----- GIVEN PASSAGE -----

In Beijing, four psychiatrists, blind to the clinical status and treatment condition, assessed the patient’s psychopathology using the PANSS upon admission. To ensure consistency and reliability of rating across the study, these four psychiatrists who had worked at least 5 years in clinical practice, were trained with the PANSS before the start of the study. After training, a correlation coefficient greater than 0.8 was maintained for inter-rater reliability on the PANSS total score at repeated assessments during the study.
In the CATIE sample, PANSS assessments were completed at 1 month and then every 3 months after randomization up to 18 months. Hospital days were assessed every month. Data presented here include all baseline assessments of patients hospitalized for at least 15 days during the month prior to assessment (N=268) to maximize comparability to the Beijing sample.
Symptom outcomes were assessed with the PANSS, in which higher scores reflect worse symptoms, and a 20% difference in scores was used in this analysis to represent a clinically important difference (Cramer et al., 2001; Leucht et al., 2005). Information from both data sets was also available on age, gender and duration of illness.
First, t-tests and Pearson chi-square were used to assess the significance of differences between the samples in age and gender. Next, we used generalized linear models to assess the significance of differences between the two samples on PANSS summary scores, the three subscales, and individual items, adjusting for differences in age and gender. We present least square means and compare the percentage difference in scores between the Beijing and CATIE samples. We could not control for duration of hospitalization because the measurements of duration of hospital stay were different in the two studies. Statistical analyses was performed using SAS 9.1 statistical software (SAS institute Inc, Cary, North Carolina, USA)
The sample included 772 observations. The Chinese sample ranged 16–76 years old, averaging 50 years (SD=10.712), compared to the CATIE sample which ranged in age from 18–65 with a mean of 37.8 years old (SD=11.7) (t=14.53 , DF=764, p<.0001). There were 332 (65.9%) males and 172 (34.1%) females in the Chinese sample compared to the 205 (76.5%) males and 63 females (23.5%) in the CATIE sample (chi-square=7.1, DF=1, p=.007).
Controlling for age and gender, scores in the Chinese sample were significantly lower than the CATIE sample for total score by 25% (p<.0001), for the positive sub-scale by 35% (p<.0001), and on the general sub-scale by 32% (p<.0001) [Table 1]. The Chinese sample also scored 24–49% lower than the CATIE sample on all positive items (all p<.0001). Differences on the negative sub-scale, in contrast were not significantly different. Notably, positive symptom items assess hallucinatory behavior, grandiosity, abstract thinking, stereotypy, somatic concerns, anxiety, guilt, tension, mannerisms, depression, and disorientation. One hypothesis is that the Chinese sample exhibited less psychopathology than the CATIE sample. In this manner, the American sample could be conceived as “more ill” clinically than the Chinese sample. Another hypothesis concerns the rater administrations of the PANSS itself. These ratings are assessed through direct verbal response of the patient as judged by trained raters. Cultural differences in stigma could influence whether American were viewed as more likely to endorse these symptoms than were Chinese patients.

----- DATA SHOWN -----

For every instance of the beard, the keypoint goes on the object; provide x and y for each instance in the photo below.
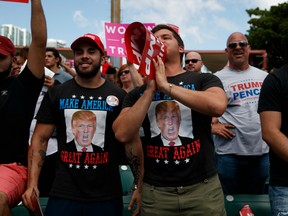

-----

• **WORK TASK**: Copy the part of the PANSS passage that begins at "In Beijing, four" and ends at "the Beijing sample.", switching "psychiatrists" to "clinicians" each time it occurs. The material above comes from a source unrelated to the PANSS passage.

• **RESPONSE BOX**:
In Beijing, four clinicians, blind to the clinical status and treatment condition, assessed the patient’s psychopathology using the PANSS upon admission. To ensure consistency and reliability of rating across the study, these four clinicians who had worked at least 5 years in clinical practice, were trained with the PANSS before the start of the study. After training, a correlation coefficient greater than 0.8 was maintained for inter-rater reliability on the PANSS total score at repeated assessments during the study.
In the CATIE sample, PANSS assessments were completed at 1 month and then every 3 months after randomization up to 18 months. Hospital days were assessed every month. Data presented here include all baseline assessments of patients hospitalized for at least 15 days during the month prior to assessment (N=268) to maximize comparability to the Beijing sample.